Items from a dataset.
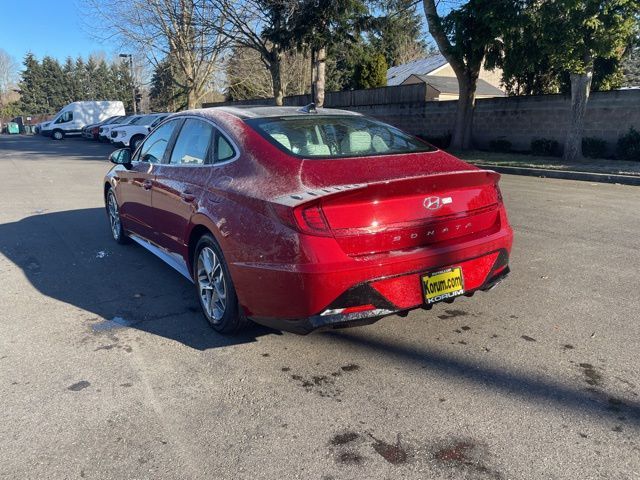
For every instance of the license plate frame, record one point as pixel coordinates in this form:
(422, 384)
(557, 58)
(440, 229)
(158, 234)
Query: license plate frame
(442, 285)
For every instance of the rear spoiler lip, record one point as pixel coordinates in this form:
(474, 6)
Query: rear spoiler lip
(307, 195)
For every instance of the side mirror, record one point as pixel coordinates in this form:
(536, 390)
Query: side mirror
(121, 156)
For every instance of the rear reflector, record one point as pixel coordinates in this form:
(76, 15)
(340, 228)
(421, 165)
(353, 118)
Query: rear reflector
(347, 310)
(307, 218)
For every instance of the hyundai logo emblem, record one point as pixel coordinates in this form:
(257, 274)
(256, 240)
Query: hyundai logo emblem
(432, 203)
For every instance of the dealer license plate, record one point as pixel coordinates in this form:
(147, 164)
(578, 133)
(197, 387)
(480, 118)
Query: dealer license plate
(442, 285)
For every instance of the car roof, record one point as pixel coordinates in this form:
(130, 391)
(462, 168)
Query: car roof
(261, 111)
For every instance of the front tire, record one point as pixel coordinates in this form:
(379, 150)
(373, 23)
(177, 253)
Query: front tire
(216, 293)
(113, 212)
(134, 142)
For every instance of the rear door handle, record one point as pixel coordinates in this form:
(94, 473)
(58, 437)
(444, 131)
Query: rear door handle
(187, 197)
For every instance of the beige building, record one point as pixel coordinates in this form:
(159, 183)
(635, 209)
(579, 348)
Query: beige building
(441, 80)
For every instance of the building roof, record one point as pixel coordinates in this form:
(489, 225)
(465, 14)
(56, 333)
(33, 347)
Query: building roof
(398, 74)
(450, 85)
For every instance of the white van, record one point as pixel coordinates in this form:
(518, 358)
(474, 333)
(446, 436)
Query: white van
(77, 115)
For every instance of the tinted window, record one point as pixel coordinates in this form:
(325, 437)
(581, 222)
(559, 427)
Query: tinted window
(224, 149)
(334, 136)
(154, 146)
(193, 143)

---

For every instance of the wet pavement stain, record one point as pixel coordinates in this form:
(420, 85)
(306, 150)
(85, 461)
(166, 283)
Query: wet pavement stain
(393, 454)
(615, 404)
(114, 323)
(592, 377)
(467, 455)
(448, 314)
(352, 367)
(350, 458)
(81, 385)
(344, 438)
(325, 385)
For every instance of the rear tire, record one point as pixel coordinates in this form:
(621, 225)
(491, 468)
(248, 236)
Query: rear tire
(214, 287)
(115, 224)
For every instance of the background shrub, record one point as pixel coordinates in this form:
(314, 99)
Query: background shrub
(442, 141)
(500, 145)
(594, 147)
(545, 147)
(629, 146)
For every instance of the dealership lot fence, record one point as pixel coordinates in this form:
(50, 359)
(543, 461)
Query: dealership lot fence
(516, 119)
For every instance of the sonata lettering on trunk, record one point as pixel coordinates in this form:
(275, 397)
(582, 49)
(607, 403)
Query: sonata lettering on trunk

--

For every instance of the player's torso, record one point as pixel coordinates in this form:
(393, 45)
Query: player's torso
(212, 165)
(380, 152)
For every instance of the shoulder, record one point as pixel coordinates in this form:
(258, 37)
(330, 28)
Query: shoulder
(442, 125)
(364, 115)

TASK DETAILS. Copy each line of the preceding data that contains the string "trunk".

EXERCISE ANSWER.
For every instance of the sonata lettering on trunk, record one point as pixel coordinates in this form:
Query: sonata lettering on trunk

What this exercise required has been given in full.